SOURCE MATERIAL
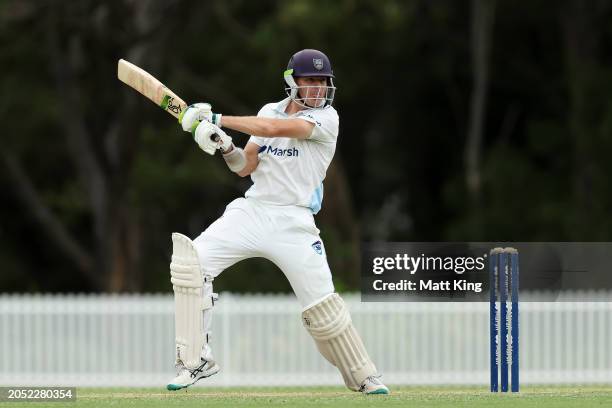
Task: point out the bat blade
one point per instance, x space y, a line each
145 83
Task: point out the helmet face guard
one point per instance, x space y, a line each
310 63
321 95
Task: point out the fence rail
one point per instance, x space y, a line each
110 340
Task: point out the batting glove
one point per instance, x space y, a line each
210 138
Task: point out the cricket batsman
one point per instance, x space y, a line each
291 145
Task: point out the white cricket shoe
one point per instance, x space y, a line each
186 377
373 385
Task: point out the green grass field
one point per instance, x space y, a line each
543 397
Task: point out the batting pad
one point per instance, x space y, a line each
190 301
330 325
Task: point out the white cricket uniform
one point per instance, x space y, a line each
275 219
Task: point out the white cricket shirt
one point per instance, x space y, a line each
291 171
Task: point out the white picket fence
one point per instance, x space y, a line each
107 340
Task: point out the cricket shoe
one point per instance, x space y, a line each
186 377
373 385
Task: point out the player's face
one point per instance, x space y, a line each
312 90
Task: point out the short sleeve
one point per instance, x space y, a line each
325 122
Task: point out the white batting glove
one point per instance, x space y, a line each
191 117
210 138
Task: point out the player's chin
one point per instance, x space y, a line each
314 103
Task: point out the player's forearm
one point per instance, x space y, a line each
268 127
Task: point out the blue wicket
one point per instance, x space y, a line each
504 326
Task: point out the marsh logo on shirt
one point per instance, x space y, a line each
277 151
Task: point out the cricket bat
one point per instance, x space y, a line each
149 86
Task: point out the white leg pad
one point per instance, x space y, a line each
193 299
330 325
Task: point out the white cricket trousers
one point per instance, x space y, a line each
285 235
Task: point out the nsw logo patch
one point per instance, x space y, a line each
317 247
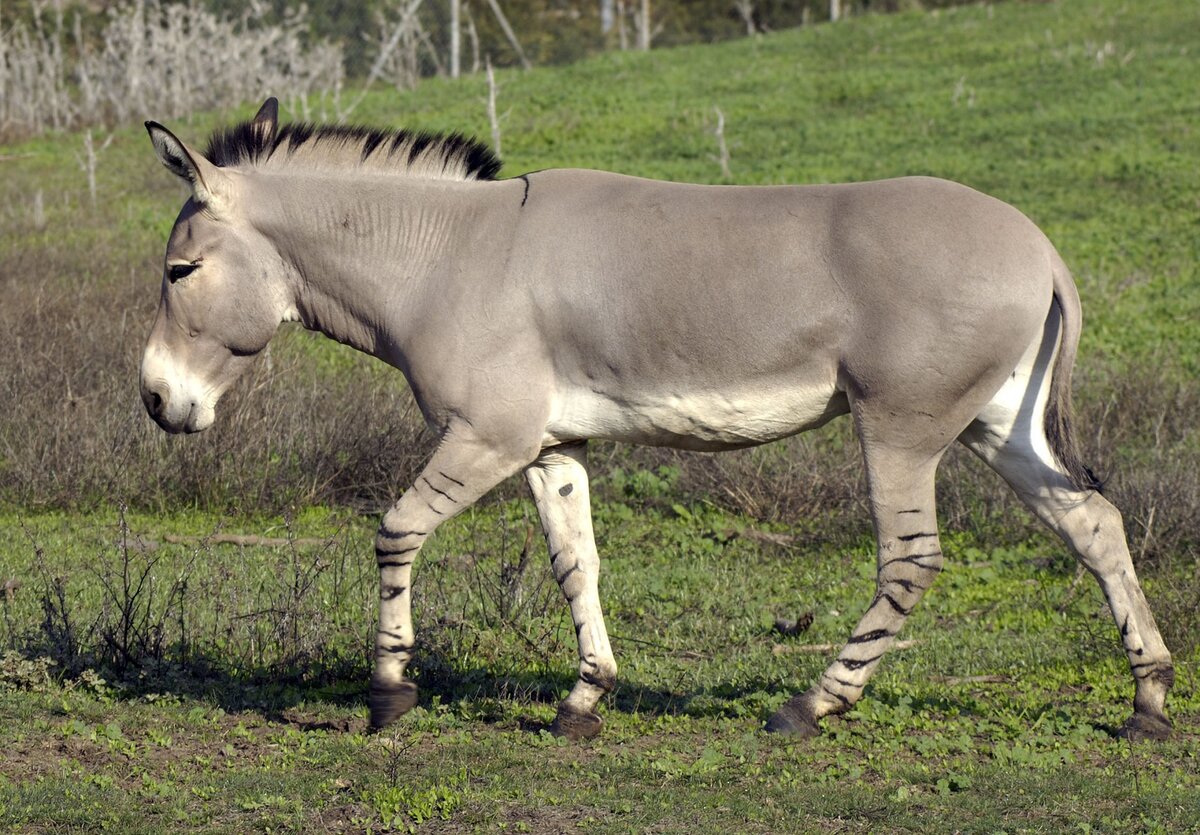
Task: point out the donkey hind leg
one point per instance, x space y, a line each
910 556
559 485
1009 436
461 470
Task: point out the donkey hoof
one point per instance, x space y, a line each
793 720
575 724
1145 726
389 702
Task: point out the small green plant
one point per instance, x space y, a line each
405 809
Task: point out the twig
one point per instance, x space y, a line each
783 649
491 109
969 679
1072 589
723 149
247 540
508 32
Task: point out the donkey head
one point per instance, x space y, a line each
223 292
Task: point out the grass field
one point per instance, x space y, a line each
160 679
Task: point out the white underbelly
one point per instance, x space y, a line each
695 419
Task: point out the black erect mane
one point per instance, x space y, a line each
444 156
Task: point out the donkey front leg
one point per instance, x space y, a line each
461 470
559 484
910 557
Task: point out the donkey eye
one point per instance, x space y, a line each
178 271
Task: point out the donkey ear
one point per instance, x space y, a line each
209 184
268 118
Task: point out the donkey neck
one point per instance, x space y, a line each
365 253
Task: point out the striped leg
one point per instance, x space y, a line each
1095 532
901 488
461 470
559 484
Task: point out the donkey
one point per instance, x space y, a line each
534 313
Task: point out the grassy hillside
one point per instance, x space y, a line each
227 684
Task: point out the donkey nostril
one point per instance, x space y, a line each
154 403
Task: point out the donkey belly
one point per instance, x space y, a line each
694 419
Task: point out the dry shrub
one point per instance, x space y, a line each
154 56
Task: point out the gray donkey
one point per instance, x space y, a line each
535 313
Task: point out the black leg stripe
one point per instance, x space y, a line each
858 664
439 492
874 635
892 601
837 696
384 552
915 559
397 648
388 533
906 584
450 479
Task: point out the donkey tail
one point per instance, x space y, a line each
1059 431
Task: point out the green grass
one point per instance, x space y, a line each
1000 718
1083 114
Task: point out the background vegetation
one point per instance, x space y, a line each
162 678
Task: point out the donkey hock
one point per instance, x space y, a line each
533 314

WORK INSTRUCTIONS
Tally the lines in this material that hold the word "face", then reply with only the number.

EXERCISE ANSWER
2